Display each line of the listing below that contains the string "advertisement".
■ ■ ■ ■ ■
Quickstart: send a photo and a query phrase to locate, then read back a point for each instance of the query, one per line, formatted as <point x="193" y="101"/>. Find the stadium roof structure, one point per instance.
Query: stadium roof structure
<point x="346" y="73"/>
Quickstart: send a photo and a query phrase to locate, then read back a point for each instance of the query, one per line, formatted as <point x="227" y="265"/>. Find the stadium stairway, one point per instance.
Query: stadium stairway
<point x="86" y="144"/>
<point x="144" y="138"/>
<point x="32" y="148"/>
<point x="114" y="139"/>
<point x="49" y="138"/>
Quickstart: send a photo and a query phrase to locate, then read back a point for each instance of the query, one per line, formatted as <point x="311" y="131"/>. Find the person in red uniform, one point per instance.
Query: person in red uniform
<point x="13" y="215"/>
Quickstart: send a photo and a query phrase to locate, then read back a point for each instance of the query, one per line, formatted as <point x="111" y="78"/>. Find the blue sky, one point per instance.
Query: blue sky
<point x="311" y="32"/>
■ ■ ■ ■ ■
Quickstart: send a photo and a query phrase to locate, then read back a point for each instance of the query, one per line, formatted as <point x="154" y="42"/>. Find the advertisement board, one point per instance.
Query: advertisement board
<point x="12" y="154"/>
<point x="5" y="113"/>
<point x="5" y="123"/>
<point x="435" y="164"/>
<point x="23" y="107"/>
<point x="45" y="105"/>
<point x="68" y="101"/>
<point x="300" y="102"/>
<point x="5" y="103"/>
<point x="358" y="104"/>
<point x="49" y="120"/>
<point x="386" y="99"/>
■ ■ ■ ■ ■
[OUTPUT OF THE EXERCISE]:
Quickstart: send a photo and a query phrase to locate, then read back a point for each instance of the query, one per line, formatted as <point x="154" y="42"/>. Find the advertisement board, one point per instance.
Query: advertisement board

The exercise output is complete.